▶ YOUR TASK:
Could each record be written out again exactly as it stands?

▶ INFORMATION:
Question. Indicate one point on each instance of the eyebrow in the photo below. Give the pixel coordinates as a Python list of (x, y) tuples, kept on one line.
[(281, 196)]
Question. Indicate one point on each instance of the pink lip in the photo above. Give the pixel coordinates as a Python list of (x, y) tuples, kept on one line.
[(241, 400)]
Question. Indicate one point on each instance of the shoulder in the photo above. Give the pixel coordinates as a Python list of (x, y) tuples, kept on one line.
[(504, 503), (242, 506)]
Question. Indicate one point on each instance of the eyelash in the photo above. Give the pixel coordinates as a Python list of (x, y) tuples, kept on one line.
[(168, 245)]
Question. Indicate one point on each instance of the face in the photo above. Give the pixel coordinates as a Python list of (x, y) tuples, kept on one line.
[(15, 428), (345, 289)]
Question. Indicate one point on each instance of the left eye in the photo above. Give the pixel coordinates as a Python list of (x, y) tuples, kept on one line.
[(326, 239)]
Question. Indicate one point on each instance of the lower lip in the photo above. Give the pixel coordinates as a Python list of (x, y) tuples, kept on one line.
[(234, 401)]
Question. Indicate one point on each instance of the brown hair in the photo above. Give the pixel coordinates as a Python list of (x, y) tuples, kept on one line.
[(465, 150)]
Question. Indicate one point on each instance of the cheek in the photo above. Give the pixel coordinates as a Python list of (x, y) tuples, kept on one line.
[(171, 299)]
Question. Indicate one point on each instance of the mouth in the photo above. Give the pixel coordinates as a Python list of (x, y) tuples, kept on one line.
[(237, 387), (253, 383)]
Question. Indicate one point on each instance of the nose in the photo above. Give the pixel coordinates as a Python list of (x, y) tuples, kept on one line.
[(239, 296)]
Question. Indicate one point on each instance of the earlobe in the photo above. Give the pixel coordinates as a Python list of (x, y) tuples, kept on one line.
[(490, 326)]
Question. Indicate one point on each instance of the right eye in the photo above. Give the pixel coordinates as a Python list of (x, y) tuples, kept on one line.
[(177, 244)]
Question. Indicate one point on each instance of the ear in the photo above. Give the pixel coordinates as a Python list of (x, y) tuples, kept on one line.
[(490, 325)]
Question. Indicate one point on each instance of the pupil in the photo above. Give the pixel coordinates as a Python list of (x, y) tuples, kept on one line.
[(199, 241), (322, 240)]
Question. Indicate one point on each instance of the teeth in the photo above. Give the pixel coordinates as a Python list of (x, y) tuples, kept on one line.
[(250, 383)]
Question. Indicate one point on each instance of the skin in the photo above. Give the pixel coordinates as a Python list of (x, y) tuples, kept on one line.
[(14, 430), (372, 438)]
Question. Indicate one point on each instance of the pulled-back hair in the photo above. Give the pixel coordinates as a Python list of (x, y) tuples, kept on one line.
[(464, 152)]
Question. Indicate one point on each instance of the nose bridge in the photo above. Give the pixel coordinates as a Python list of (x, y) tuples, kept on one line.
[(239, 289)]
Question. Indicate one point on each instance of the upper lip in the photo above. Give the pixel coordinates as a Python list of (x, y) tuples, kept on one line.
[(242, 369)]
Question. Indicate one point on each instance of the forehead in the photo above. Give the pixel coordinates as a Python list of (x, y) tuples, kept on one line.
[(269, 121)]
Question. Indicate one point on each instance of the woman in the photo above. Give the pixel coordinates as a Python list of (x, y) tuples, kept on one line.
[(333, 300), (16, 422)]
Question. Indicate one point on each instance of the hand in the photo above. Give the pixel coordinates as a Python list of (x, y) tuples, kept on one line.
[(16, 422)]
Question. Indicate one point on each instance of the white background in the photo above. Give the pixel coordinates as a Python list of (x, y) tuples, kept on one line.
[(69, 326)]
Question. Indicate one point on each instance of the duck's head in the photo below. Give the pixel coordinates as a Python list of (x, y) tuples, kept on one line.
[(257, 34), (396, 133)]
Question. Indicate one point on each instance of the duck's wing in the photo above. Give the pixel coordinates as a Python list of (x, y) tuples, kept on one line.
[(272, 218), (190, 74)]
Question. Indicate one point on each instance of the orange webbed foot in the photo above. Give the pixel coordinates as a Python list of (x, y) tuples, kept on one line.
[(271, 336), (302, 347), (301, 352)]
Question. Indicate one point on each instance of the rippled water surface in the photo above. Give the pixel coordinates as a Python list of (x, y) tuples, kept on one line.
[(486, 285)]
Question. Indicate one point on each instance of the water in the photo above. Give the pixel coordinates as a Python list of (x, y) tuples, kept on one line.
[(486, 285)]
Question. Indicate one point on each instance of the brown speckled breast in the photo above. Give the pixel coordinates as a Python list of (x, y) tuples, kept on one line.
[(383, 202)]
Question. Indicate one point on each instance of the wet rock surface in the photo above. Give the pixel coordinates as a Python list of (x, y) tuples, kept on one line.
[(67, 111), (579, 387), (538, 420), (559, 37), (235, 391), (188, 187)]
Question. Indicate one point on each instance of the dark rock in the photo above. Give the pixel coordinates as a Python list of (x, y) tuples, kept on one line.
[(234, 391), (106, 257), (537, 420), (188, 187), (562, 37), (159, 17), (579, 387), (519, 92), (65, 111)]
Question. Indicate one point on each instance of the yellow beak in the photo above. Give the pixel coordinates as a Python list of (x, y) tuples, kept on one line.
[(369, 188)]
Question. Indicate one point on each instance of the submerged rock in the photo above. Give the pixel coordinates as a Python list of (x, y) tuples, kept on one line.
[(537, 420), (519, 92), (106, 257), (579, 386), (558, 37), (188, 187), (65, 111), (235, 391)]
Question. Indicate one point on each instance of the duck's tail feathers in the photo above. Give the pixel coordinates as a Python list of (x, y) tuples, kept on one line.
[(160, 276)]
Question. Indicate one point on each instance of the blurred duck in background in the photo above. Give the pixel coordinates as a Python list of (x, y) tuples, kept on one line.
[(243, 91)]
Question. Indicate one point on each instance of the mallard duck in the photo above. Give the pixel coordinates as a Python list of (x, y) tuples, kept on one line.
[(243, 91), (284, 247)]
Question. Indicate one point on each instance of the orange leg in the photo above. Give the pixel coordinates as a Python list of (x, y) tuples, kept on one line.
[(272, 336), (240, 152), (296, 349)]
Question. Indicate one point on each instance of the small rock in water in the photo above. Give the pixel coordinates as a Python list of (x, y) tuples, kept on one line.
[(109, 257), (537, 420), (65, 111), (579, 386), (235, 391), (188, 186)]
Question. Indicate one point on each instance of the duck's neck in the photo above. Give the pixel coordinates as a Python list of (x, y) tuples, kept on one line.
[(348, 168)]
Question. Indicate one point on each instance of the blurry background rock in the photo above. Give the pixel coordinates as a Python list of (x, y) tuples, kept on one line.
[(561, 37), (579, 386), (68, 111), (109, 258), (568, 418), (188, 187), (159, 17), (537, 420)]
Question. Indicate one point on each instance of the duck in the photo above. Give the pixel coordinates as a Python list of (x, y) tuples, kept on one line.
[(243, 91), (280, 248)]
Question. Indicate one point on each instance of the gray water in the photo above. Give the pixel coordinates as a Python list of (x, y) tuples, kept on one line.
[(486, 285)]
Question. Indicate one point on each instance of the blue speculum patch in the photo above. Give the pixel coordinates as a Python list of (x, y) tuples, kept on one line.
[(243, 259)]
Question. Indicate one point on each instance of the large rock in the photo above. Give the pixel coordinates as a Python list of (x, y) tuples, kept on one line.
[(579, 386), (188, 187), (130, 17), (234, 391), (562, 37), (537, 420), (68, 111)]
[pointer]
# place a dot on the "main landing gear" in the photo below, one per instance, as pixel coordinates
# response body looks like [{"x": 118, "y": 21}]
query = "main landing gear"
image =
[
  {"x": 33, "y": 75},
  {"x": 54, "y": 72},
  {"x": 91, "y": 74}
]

▶ EXERCISE ANSWER:
Question. Indicate one point on each instance of the eyebrow in the photo below. Give the pixel coordinates as a Python list of (x, y) tuples, kept on one line.
[(281, 196)]
Question. Indicate one point on each instance of the pink lip in the photo above. Give the pixel coordinates as a Python list of (x, y) tuples, kept on one line.
[(241, 400)]
Question. Indicate one point on each instance of the shoulder in the photo above. Give the pixel coordinates as a Python list of (x, y) tuples, kept on one line.
[(504, 503), (242, 506)]
Question. Indicate one point on each instance of the eyelash in the photo above. Give the pixel coordinates as a Python list of (x, y) tuples, kept on one line.
[(168, 245)]
Question. Indicate one point on each instance of the face in the photo above. Give the pixel coordinates as a Python list of (x, y) tuples, kept on one line.
[(15, 428), (345, 289)]
Question. Indicate one point on each instance of the left eye in the photo above. Give the pixel coordinates as a Python list of (x, y) tuples, kept on one line.
[(326, 239)]
Question. Indicate one point on each instance of the lower lip in the photo above. Give the pixel coordinates as a Python list of (x, y) tuples, kept on one line.
[(234, 401)]
Question. Indicate one point on each instance of the brown hair in the photo above. Give the pixel coordinates as a Python list of (x, y) tuples, kept on one line.
[(465, 150)]
Question. Indicate one point on each instance of the cheek in the photo above. Give the pixel coordinates as a Python list of (x, y) tuples, kept on one line.
[(171, 299)]
Question. Indicate one point on each instance of the mouth in the photo above. Give the pixel coordinates as a Python list of (x, y) tuples, kept on one line.
[(237, 387), (253, 383)]
Question. Indicate one point on each instance of the nose in the photo above. Give the pixel coordinates as a Python list of (x, y) tuples, kept on one line.
[(239, 296)]
Question. Indicate one point on each instance of the earlobe in the photo above. Give the pixel coordinates as a Python list of (x, y) tuples, kept on one line.
[(490, 326)]
Question. Indicate one point on each instance of the right eye in the photo above. Give the pixel coordinates as a Python list of (x, y) tuples, kept on one line.
[(177, 244)]
Question. Indicate one point on each instance of the ear in the photo above. Give the pixel coordinates as a Python list of (x, y) tuples, kept on one line.
[(490, 325)]
Question. Indicate one point on each instance of the pupil in the photo above. Give the pixel coordinates as a Python list of (x, y) tuples, kept on one line.
[(199, 241), (322, 240)]
Question. Indicate one point on each instance of the teeth in the photo above. Give the pixel coordinates as a Python list of (x, y) tuples, kept on one line.
[(250, 383)]
Question. Indicate one point on each instance of the skin in the photo above. Give the pixel coordinates as a Python list of (x, y) tuples, kept on one line.
[(14, 430), (372, 438)]
Question. Indicate one point on each instance of the pulled-back hair in the photo above. Give the pixel coordinates as a Python list of (x, y) tuples, kept on one line.
[(464, 152)]
Question. Indicate one point on each instance of the nose bridge in the photo above. Give the pixel coordinates as a Python list of (x, y) tuples, kept on one line.
[(239, 289)]
Question. Indicate one point on each instance of the upper lip in the photo above. Give the pixel coordinates as a Python list of (x, y) tuples, kept on one line.
[(242, 369)]
Question. Indicate one point on each instance of the forehead in the photo above. Give the pixel coordinates as a Python list of (x, y) tuples, kept on one line.
[(269, 121)]
Question. Indicate one point on each instance of the woman in the photo above. Give the pixel coordinates as a Python list of (x, y) tuples, kept on one line.
[(333, 300), (16, 422)]
Question. Indicate one point on each instance of the hand in the photo above. Give the pixel coordinates as a Python list of (x, y) tuples, kept on one line.
[(16, 422)]
Question. Indicate one point on each instance of the white background in the photo above. Give the pixel coordinates as a Python list of (x, y) tuples, kept on one line.
[(69, 326)]
Question. Indicate one point on each instance of the duck's head in the photo below. Give the pixel coordinates as a Python list of (x, y) tuples, kept on one line.
[(257, 34), (396, 133)]
Question. Indicate one point on each instance of the duck's wing in the photo above. Give the pixel coordinates as a Python list of (x, y) tuples, kept on one line.
[(272, 218), (190, 74)]
Question. Indicate one point on each instance of the orange webbed foot in the photo above. Give the pixel coordinates as a Python list of (x, y) tuples, kept on one line.
[(271, 336), (302, 347), (301, 352)]
Question. Indicate one point on each instance of the rippled water surface in the photo above. Give the pixel coordinates as a Python list of (x, y) tuples, kept on one line.
[(486, 285)]
Question. Indicate one point on each instance of the water in the photo above. Give the pixel coordinates as a Python list of (x, y) tuples, kept on one line.
[(486, 285)]
Question. Indicate one point on each instance of the brown speckled breast in the photo above. Give the pixel coordinates as a Python list of (x, y) tuples, kept on one line.
[(383, 202)]
Question. Indicate one point on each instance of the wet rock surface in the photo above. Give the pixel coordinates as a Python list of (x, y) tuples, kept on one line.
[(67, 111), (579, 387), (538, 420), (559, 37), (235, 391), (188, 187)]
Question. Indicate one point on each instance of the dark rock in the photo above. Give the pixel coordinates as a Python list of (x, y) tuples, kept on one line.
[(234, 391), (106, 257), (537, 420), (188, 187), (562, 37), (159, 17), (579, 387), (519, 92), (65, 111)]
Question. Indicate one point on each instance of the yellow beak in the photo above. Give the pixel coordinates as a Python list of (x, y) tuples, kept on one line.
[(369, 188)]
Question. Indicate one point on each instance of the submerged rock in the photo above. Give the pixel coordinates as a Python list of (x, y) tuples, kept on one line.
[(537, 420), (519, 92), (106, 257), (579, 386), (558, 37), (188, 187), (65, 111), (235, 391)]
Question. Indicate one point on each instance of the duck's tail feathers in the photo above. Give the pixel coordinates as a Python list of (x, y) tuples, kept on one line.
[(160, 276)]
Question. Indicate one point on each instance of the blurred duck in background in the photo above. Give the pixel coordinates as a Python list of (x, y) tuples, kept on one line.
[(243, 91)]
Question. Indicate one point on each instance of the mallard duck in the photo above. Give the pixel coordinates as a Python list of (x, y) tuples, kept on one line.
[(243, 91), (284, 247)]
Question. Indicate one point on each instance of the orange leg in the photo above. Give the pixel coordinates as a Python list of (x, y) tuples, kept on one line.
[(272, 336), (240, 152), (296, 349)]
Question. Indicate one point on each instance of the small rock in water in the photo above. Give the pixel coordinates as a Python list of (x, y) tuples, kept on one line.
[(109, 257), (537, 420), (65, 111), (579, 386), (235, 391), (188, 186)]
Question. Indicate one point on each instance of the duck's neck in the photo above. Give the pixel coordinates as a Python list of (x, y) tuples, kept on one line.
[(348, 168)]
Question. Indicate one point on each instance of the blurry background rock in the photo above. Give the pixel coordinates as a Python list of (x, y) tuples, kept on one line.
[(561, 37), (579, 386), (68, 111), (109, 258), (568, 418), (188, 187), (159, 17), (537, 420)]
Question. Indicate one point on each instance of the duck in the photo above. Give the pixel coordinates as a Python list of (x, y) tuples, kept on one line.
[(243, 91), (280, 248)]
Question. Indicate one point on each instance of the gray water in the photo above. Give the pixel coordinates as a Python list of (x, y) tuples, kept on one line.
[(486, 285)]
Question. Indicate one point on each instance of the blue speculum patch in the photo above. Give the pixel coordinates as a Python list of (x, y) tuples, kept on one line.
[(243, 259)]
Question. Indicate one point on each instance of the large rock in the photo above. Give the pixel coordinates as a Python list of (x, y) tuples, kept on one line.
[(579, 386), (188, 187), (130, 17), (234, 391), (562, 37), (537, 420), (68, 111)]
[pointer]
# place a dot on the "main landing gear" in the photo below, one per instance, as pixel coordinates
# response body looks like [{"x": 118, "y": 21}]
query = "main landing gear"
image =
[
  {"x": 33, "y": 75},
  {"x": 54, "y": 72},
  {"x": 91, "y": 74}
]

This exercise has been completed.